> _ABOUT THIS TASK_
The response should be the data again, identical in every line.

> _RECORDS SHOWN_
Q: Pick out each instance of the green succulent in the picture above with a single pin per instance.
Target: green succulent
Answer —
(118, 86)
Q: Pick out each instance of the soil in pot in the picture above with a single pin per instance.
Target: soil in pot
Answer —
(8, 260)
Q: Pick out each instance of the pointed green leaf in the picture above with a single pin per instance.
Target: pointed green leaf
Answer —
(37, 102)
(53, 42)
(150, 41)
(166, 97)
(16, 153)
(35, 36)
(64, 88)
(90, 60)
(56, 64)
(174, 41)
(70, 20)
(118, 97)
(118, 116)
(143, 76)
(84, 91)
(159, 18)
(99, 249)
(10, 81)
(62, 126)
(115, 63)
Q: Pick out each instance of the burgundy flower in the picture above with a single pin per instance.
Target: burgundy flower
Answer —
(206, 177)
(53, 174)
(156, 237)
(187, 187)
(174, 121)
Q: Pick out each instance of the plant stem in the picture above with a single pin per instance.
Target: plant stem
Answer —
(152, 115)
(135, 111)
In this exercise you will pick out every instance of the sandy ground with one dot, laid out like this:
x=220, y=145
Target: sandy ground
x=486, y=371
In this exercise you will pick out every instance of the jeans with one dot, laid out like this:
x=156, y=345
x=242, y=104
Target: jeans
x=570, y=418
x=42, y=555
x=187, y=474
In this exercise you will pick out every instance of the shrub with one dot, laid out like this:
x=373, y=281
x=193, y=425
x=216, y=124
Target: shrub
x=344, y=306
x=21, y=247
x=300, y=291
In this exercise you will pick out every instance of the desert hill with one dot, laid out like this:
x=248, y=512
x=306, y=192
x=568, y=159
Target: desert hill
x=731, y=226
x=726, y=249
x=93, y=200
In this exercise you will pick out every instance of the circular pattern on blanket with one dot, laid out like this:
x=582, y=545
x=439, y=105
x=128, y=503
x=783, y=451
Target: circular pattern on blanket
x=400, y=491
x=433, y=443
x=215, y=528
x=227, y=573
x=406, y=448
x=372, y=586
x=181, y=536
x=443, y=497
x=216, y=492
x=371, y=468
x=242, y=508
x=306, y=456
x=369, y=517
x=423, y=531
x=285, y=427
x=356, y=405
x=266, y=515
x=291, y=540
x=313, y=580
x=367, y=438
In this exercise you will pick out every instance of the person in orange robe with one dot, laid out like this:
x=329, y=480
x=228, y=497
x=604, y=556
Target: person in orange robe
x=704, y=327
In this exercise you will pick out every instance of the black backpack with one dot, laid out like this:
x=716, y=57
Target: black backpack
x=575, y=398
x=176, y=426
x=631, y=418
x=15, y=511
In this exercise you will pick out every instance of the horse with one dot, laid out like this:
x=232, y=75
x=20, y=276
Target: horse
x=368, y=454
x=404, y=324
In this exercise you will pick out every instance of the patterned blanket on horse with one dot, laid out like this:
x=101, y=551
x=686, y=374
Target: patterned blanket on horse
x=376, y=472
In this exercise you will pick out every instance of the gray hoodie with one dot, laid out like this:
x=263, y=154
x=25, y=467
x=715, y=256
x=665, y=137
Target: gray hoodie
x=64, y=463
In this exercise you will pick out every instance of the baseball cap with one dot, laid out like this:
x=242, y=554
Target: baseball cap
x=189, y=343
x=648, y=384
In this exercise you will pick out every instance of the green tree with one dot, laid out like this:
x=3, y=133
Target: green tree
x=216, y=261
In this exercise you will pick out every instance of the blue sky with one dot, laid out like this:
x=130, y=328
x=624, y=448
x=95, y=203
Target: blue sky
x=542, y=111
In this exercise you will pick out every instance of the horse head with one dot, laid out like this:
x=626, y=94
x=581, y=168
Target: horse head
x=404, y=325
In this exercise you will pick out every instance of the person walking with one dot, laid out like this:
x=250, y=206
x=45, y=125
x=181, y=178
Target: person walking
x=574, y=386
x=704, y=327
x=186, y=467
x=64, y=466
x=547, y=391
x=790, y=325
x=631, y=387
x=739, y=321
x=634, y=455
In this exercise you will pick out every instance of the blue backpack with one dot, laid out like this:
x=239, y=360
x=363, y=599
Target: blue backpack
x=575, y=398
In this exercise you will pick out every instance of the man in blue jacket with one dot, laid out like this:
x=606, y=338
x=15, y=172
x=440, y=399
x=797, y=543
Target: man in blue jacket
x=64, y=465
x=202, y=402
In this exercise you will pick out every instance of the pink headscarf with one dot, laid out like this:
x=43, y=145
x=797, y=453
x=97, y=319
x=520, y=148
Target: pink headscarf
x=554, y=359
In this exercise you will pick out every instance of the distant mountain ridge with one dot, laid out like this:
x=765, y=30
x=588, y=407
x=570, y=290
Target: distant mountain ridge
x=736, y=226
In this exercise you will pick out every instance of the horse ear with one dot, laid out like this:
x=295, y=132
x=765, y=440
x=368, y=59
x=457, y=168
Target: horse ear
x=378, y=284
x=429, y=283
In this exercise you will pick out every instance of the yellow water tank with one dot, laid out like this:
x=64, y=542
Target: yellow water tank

> _ANSWER TO THIS TASK_
Q: Pick out each instance of the green succulent in the picture above with a single pin per instance.
Target: green succulent
Answer —
(118, 86)
Q: Pick out each instance of the soil in pot in the picture above with a single pin per instance.
Target: soil in pot
Answer —
(8, 260)
Q: Pick out each instance of the pointed green leaf in the picture above with a single pin per instance.
Target: pointed green leaf
Answer —
(37, 102)
(53, 42)
(150, 41)
(166, 97)
(16, 153)
(35, 36)
(64, 88)
(90, 60)
(56, 64)
(174, 41)
(70, 20)
(118, 97)
(118, 116)
(143, 76)
(84, 91)
(159, 18)
(99, 249)
(10, 81)
(62, 126)
(115, 63)
Q: Pick out each instance of the burgundy flower in the picture above with a single pin per instance.
Target: burgundy flower
Answer —
(206, 177)
(53, 174)
(156, 237)
(187, 187)
(174, 121)
Q: Pick out each instance of the plant stem in the picture above with a single pin per instance.
Target: plant stem
Answer —
(152, 115)
(135, 111)
In this exercise you will pick out every instance of the sandy ground with one dot, laid out like this:
x=220, y=145
Target: sandy ground
x=486, y=371
In this exercise you will pick out every instance of the jeans with one dot, laid out like this:
x=156, y=345
x=242, y=104
Target: jeans
x=570, y=418
x=42, y=555
x=187, y=474
In this exercise you will pick out every instance of the shrub with one dot, laid out like this:
x=373, y=281
x=193, y=425
x=216, y=124
Target: shrub
x=344, y=306
x=21, y=247
x=300, y=291
In this exercise you will pick out every instance of the desert hill with one dot, laid out like this:
x=248, y=512
x=306, y=192
x=568, y=159
Target: desert hill
x=731, y=226
x=726, y=249
x=93, y=200
In this exercise you will pick out every instance of the circular pattern on blanket with one dot, laid out like this:
x=582, y=545
x=439, y=105
x=128, y=503
x=783, y=451
Target: circular pattern on blanket
x=400, y=491
x=433, y=443
x=215, y=528
x=227, y=573
x=406, y=448
x=372, y=586
x=181, y=536
x=443, y=497
x=216, y=492
x=371, y=468
x=242, y=508
x=306, y=456
x=369, y=517
x=423, y=531
x=285, y=427
x=356, y=405
x=266, y=515
x=291, y=540
x=313, y=580
x=367, y=438
In this exercise you will pick out every instance of the person in orange robe with one dot, laid out like this:
x=329, y=480
x=228, y=497
x=604, y=556
Target: person in orange robe
x=704, y=327
In this exercise you will pick out every instance of the black backpack with one dot, laid out like this:
x=716, y=57
Target: black backpack
x=575, y=398
x=176, y=426
x=631, y=418
x=15, y=511
In this exercise you will pick out every instance of the horse with one dot, laid out like this:
x=232, y=75
x=20, y=276
Target: horse
x=368, y=454
x=404, y=324
In this exercise you will pick out every instance of the patterned blanket on horse with one dot, laid out like this:
x=101, y=551
x=686, y=374
Target: patterned blanket on horse
x=376, y=472
In this exercise you will pick out every instance of the gray hoodie with one dot, laid out like this:
x=263, y=154
x=25, y=467
x=715, y=256
x=665, y=137
Target: gray hoodie
x=64, y=463
In this exercise you will pick out every instance of the baseball cap with one dot, laid out like this:
x=242, y=554
Target: baseball cap
x=189, y=343
x=648, y=384
In this exercise you will pick out every instance of the green tree with one dot, laid out like this:
x=3, y=133
Target: green tree
x=216, y=261
In this exercise you will pick out every instance of the blue sky with one dot, laid out like this:
x=130, y=328
x=624, y=448
x=95, y=203
Target: blue sky
x=542, y=111
In this exercise you will pick out every instance of the horse head with one dot, laid out like this:
x=626, y=94
x=581, y=168
Target: horse head
x=404, y=325
In this exercise you will pick out every instance of the person walking with one dot, laid out like this:
x=250, y=206
x=45, y=125
x=181, y=178
Target: person walking
x=574, y=386
x=704, y=327
x=186, y=467
x=64, y=466
x=547, y=391
x=790, y=325
x=631, y=387
x=739, y=321
x=634, y=455
In this exercise you will pick out every instance of the blue backpack with one dot, laid out like this:
x=239, y=360
x=363, y=599
Target: blue backpack
x=575, y=398
In this exercise you will pick out every instance of the man in blue jacket with one dot, laid out like this:
x=606, y=338
x=15, y=172
x=440, y=399
x=797, y=543
Target: man in blue jacket
x=64, y=465
x=202, y=402
In this exercise you will pick out every instance of the pink headscarf with one dot, laid out like this:
x=43, y=145
x=797, y=453
x=97, y=319
x=520, y=148
Target: pink headscarf
x=554, y=359
In this exercise you will pick out every instance of the distant mountain ridge with one dot, laid out like this:
x=765, y=30
x=588, y=407
x=570, y=290
Target: distant mountain ridge
x=736, y=226
In this exercise you will pick out every instance of the horse ear with one dot, laid out like this:
x=295, y=132
x=765, y=440
x=368, y=59
x=457, y=168
Target: horse ear
x=378, y=284
x=429, y=283
In this exercise you will pick out every instance of the yellow water tank with one dot, laid out like this:
x=64, y=542
Target: yellow water tank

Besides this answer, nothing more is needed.